---- Teks Kutipan
Peka
Samuel Mulia ; Penulis Mode dan Gaya Hidup, Penulis Kolom “Parodi”
di Kompas
|
KOMPAS,
02 Februari 2014
Nyaris setiap pagi
seorang teman memposting foto dirinya di media sosial. Kalau saya
katakan foto dirinya, itu tak hanya wajahnya, tetapi termasuk juga sepatunya,
topinya, dan semua atribut yang menempel di raganya.
”Bad Boy”
Soal foto wajah, ia
mengategorikan dengan kondisi jiwanya saat itu, bukan berdasarkan berbagai gaya
yang disuguhkan. I am feeling blue,
misalnya atau, capek banget hari ini. Kalimat yang terakhir ini
menyertai foto dirinya yang sedang dalam keadaan tidur. Anda jangan
menanyakan saya, siapa yang diperintahkannya untuk mengabadikan dirinya dalam
kondisi mata tertutup itu.
Hal yang menarik
bukanlah soal foto-foto dirinya, tetapi komentarnya berikut ini. Buat kalian
yang merasa foto-foto selfie ini membosankan, gak papa
kok saya di unshare aja. Awalnya, saya hanya membaca sekadarnya.
Itu saja karena membaca melalui gadget milik seorang teman dekat,
karena baru beberapa minggu terakhir ini saya memutuskan untuk berhenti
sementara menggunakan media sosial apa pun bentuknya.
--------
---- Isi Dataset
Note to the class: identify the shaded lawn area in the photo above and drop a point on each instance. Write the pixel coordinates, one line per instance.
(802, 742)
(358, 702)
--------
* Instruksi dan Ketentuan
Ringkas paragraf dalam teks kutipan yang diawali "Nyaris setiap pagi" menjadi satu kalimat tanpa menghilangkan fakta utamanya. Baris-baris data ini diambil dari sumber yang berbeda.

* Penyelesaian Latihan
Hampir setiap pagi, seorang teman mengunggah foto dirinya di media sosial, yang menampilkan wajah, sepatu, topi, dan semua atribut yang dikenakannya.